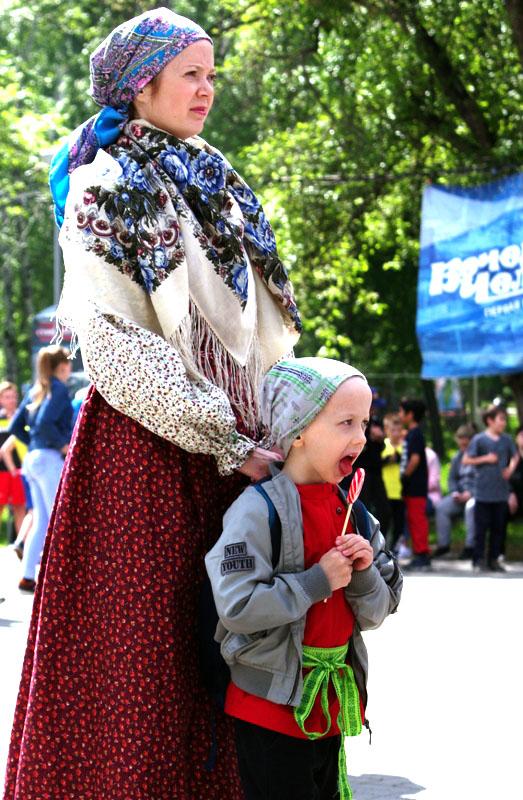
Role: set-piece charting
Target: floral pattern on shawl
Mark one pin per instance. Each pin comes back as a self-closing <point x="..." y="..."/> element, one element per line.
<point x="130" y="226"/>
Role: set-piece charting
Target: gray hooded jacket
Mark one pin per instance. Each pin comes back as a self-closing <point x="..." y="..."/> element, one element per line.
<point x="262" y="611"/>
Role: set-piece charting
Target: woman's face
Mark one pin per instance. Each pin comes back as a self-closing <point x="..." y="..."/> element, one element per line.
<point x="63" y="371"/>
<point x="181" y="96"/>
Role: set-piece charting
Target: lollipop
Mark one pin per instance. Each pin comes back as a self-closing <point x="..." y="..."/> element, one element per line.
<point x="353" y="493"/>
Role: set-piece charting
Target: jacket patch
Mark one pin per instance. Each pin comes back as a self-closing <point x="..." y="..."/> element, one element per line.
<point x="233" y="550"/>
<point x="237" y="559"/>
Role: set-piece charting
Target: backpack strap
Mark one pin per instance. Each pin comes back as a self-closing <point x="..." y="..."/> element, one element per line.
<point x="274" y="522"/>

◇ ◇ ◇ ◇ ◇

WHAT THIS TASK INVOLVES
Repeat verbatim all the material, but not the pictures.

EXPECTED ANSWER
Role: set-piece charting
Target: floral pattern on shawl
Mark one pin per instance. Each pin comes back as a self-closing <point x="..." y="..."/> element, one element per line.
<point x="130" y="226"/>
Role: set-piece charting
Target: gray hooded jacket
Mark one pin per instance. Each pin comes back as a self-closing <point x="..." y="..."/> element, one element per line.
<point x="262" y="611"/>
Role: set-piece charting
Target: woman's face
Mark one pin per instance. Each pin comes back as a self-closing <point x="..." y="..."/> element, one element per line.
<point x="63" y="371"/>
<point x="181" y="96"/>
Role: set-piece charting
Target: lollipop
Mark one pin per instance. Each pin comes back as a self-closing <point x="..." y="..."/> element, one element per line.
<point x="353" y="493"/>
Role: set-piece charting
Target: jacket patch
Mark one pin per instance. Each pin comes back as a self-closing <point x="..." y="..."/> element, one element per line.
<point x="233" y="550"/>
<point x="237" y="559"/>
Role: set-piece charting
Target: backpack strap
Mark one pin per instance. Each pin comes back as a self-closing <point x="..." y="..."/> element, one element per line.
<point x="274" y="522"/>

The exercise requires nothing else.